======== Dataset entries

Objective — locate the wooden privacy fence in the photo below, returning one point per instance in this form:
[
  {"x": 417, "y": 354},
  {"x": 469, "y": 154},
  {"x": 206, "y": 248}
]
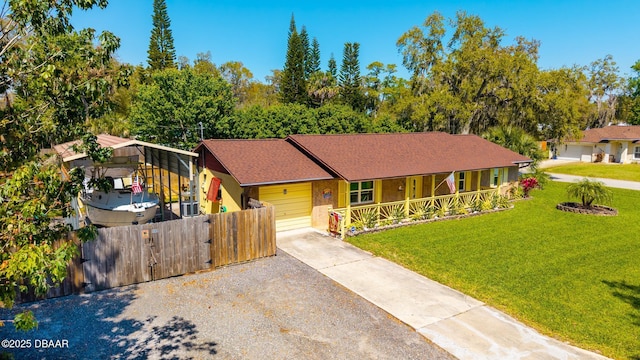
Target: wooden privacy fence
[{"x": 133, "y": 254}]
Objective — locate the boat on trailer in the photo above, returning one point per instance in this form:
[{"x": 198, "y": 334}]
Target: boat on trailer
[{"x": 120, "y": 206}]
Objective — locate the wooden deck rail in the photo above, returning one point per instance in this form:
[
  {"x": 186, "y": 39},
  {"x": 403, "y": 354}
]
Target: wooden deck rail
[{"x": 379, "y": 214}]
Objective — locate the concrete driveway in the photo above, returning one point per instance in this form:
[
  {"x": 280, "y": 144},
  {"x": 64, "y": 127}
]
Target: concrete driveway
[
  {"x": 463, "y": 326},
  {"x": 273, "y": 308}
]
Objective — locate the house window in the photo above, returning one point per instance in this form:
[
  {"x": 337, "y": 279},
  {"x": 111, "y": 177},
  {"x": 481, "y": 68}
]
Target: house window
[
  {"x": 361, "y": 192},
  {"x": 462, "y": 181}
]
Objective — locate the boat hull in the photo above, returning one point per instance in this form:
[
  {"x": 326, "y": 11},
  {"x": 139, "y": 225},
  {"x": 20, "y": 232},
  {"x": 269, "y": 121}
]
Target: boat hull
[{"x": 120, "y": 208}]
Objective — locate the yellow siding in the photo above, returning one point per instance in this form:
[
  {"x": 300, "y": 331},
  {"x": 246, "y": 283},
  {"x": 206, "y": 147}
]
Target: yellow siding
[
  {"x": 342, "y": 193},
  {"x": 292, "y": 203},
  {"x": 413, "y": 187},
  {"x": 231, "y": 192}
]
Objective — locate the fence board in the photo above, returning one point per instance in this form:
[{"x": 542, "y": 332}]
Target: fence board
[{"x": 122, "y": 256}]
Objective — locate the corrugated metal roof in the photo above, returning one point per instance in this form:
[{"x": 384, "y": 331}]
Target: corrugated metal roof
[{"x": 66, "y": 150}]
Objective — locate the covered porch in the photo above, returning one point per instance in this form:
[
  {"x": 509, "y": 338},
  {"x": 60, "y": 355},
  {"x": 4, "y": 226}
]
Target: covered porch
[{"x": 418, "y": 198}]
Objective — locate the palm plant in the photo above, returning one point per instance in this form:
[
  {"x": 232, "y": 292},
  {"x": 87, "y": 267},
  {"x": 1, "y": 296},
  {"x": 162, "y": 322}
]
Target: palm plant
[{"x": 590, "y": 191}]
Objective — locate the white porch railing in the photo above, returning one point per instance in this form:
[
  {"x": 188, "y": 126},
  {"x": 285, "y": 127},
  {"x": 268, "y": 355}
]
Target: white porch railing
[{"x": 372, "y": 215}]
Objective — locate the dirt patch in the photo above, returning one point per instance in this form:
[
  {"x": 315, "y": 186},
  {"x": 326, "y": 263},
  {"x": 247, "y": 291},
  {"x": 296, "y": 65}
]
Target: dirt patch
[
  {"x": 273, "y": 308},
  {"x": 593, "y": 210}
]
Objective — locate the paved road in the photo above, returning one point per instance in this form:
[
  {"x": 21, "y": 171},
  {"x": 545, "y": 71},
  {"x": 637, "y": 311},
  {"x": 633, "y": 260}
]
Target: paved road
[
  {"x": 272, "y": 308},
  {"x": 632, "y": 185}
]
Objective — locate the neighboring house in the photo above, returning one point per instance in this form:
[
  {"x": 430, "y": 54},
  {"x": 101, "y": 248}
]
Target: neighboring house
[
  {"x": 306, "y": 176},
  {"x": 611, "y": 144}
]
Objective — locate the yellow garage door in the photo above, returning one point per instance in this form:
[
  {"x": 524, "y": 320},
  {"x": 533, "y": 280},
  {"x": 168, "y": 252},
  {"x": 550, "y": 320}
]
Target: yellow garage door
[{"x": 292, "y": 203}]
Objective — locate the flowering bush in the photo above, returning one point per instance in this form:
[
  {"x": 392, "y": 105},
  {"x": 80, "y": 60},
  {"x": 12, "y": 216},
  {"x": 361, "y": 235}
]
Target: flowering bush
[{"x": 528, "y": 184}]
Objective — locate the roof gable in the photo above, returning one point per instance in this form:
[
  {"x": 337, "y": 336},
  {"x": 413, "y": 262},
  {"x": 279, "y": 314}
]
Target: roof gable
[
  {"x": 259, "y": 162},
  {"x": 357, "y": 157},
  {"x": 630, "y": 133}
]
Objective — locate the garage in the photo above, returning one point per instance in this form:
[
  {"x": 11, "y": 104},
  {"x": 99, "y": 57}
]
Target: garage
[
  {"x": 292, "y": 203},
  {"x": 575, "y": 152}
]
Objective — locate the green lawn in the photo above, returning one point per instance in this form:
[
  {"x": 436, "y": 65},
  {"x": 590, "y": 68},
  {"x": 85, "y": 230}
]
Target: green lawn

================

- _Goal_
Transcribe all of the entries word for word, but skip any pictures they contain.

- _Expected answer_
Objective — locate the wooden privacy fence in the photo below, returning one point per instance in this form:
[
  {"x": 417, "y": 354},
  {"x": 469, "y": 154},
  {"x": 206, "y": 248}
]
Target: wooden privacy fence
[{"x": 133, "y": 254}]
Objective — locate the boat on trailer in the photo above, returning one point per instance in this form:
[{"x": 198, "y": 334}]
Target: boat on trailer
[{"x": 120, "y": 206}]
Objective — locate the wooden deck rail in the photo above, returning one point per instance in this form:
[
  {"x": 186, "y": 39},
  {"x": 403, "y": 354}
]
Target: wooden deck rail
[{"x": 379, "y": 214}]
Objective — locate the concrete driveway in the photo above, returning one point per instance in this form:
[
  {"x": 280, "y": 144},
  {"x": 64, "y": 127}
]
Target: concrete driveway
[
  {"x": 463, "y": 326},
  {"x": 273, "y": 308}
]
Objective — locate the house window in the photo above, returning one point per instance in this form:
[
  {"x": 337, "y": 279},
  {"x": 111, "y": 177},
  {"x": 481, "y": 68}
]
Target: house window
[
  {"x": 361, "y": 192},
  {"x": 462, "y": 181}
]
Objective — locate the boat hull in the photo above, returning one point per instance in this form:
[
  {"x": 326, "y": 11},
  {"x": 139, "y": 225},
  {"x": 20, "y": 232},
  {"x": 269, "y": 121}
]
Target: boat hull
[{"x": 120, "y": 208}]
Objective — locate the yellow siding in the photo above, returning one point per instance in this form:
[
  {"x": 300, "y": 331},
  {"x": 246, "y": 283},
  {"x": 206, "y": 147}
]
Target: yellow siding
[
  {"x": 342, "y": 193},
  {"x": 292, "y": 203},
  {"x": 413, "y": 187},
  {"x": 231, "y": 192}
]
Objective — locate the fence board in the photo above, returning one point per instance in this form:
[{"x": 542, "y": 332}]
Target: fence board
[{"x": 122, "y": 256}]
Objective — locate the corrugated metal roof in the photo above, returning one point per instance in this form:
[{"x": 384, "y": 331}]
Target: corrugated metal roof
[{"x": 66, "y": 150}]
Objective — locate the covered porch in the photo above, returning one point per instance in this form:
[
  {"x": 509, "y": 338},
  {"x": 60, "y": 355},
  {"x": 4, "y": 226}
]
Target: covered porch
[{"x": 418, "y": 198}]
Objective — locate the palm plant in the photo above, returning one point per instance in this form:
[
  {"x": 232, "y": 292},
  {"x": 87, "y": 267},
  {"x": 1, "y": 296},
  {"x": 162, "y": 322}
]
Target: palm plant
[{"x": 590, "y": 191}]
Objective — locate the white porch railing in the photo above, returning one point per instance in this form:
[
  {"x": 188, "y": 126},
  {"x": 285, "y": 127},
  {"x": 268, "y": 355}
]
Target: white porch railing
[{"x": 372, "y": 215}]
Objective — locate the dirt patch in the photo above, returning one point per instance in this form:
[
  {"x": 315, "y": 186},
  {"x": 326, "y": 263},
  {"x": 247, "y": 291},
  {"x": 296, "y": 65}
]
Target: dirt patch
[
  {"x": 273, "y": 308},
  {"x": 593, "y": 210}
]
Objective — locate the paved road in the photo above, returning one point per instance in this form:
[
  {"x": 21, "y": 171},
  {"x": 545, "y": 71},
  {"x": 637, "y": 311},
  {"x": 633, "y": 260}
]
Target: paved road
[
  {"x": 272, "y": 308},
  {"x": 632, "y": 185}
]
Objective — locate the neighboring house in the photo above, returning one point per instance in this form:
[
  {"x": 430, "y": 54},
  {"x": 101, "y": 248}
]
Target: neighboring house
[
  {"x": 306, "y": 176},
  {"x": 611, "y": 144}
]
Objective — locate the yellow garage door in the photo above, returning one point per instance in this form:
[
  {"x": 524, "y": 320},
  {"x": 533, "y": 280},
  {"x": 168, "y": 252},
  {"x": 550, "y": 320}
]
Target: yellow garage door
[{"x": 292, "y": 203}]
Objective — locate the flowering bush in the photo above, returning one point per instance in this form:
[
  {"x": 392, "y": 105},
  {"x": 80, "y": 60},
  {"x": 12, "y": 216},
  {"x": 361, "y": 235}
]
Target: flowering bush
[{"x": 528, "y": 184}]
Objective — locate the roof gable in the photo above, returning one point per instance in this form:
[
  {"x": 337, "y": 336},
  {"x": 413, "y": 262},
  {"x": 279, "y": 314}
]
Target: roof gable
[
  {"x": 259, "y": 162},
  {"x": 357, "y": 157},
  {"x": 630, "y": 133}
]
Objective — locate the garage in the photo above, returning one point per instance in this form:
[
  {"x": 11, "y": 104},
  {"x": 99, "y": 57}
]
Target: garage
[
  {"x": 292, "y": 203},
  {"x": 575, "y": 152}
]
Objective — locate the green lawn in the photo above, returning one point per instance in this form:
[
  {"x": 436, "y": 65},
  {"x": 590, "y": 68},
  {"x": 85, "y": 230}
]
Target: green lawn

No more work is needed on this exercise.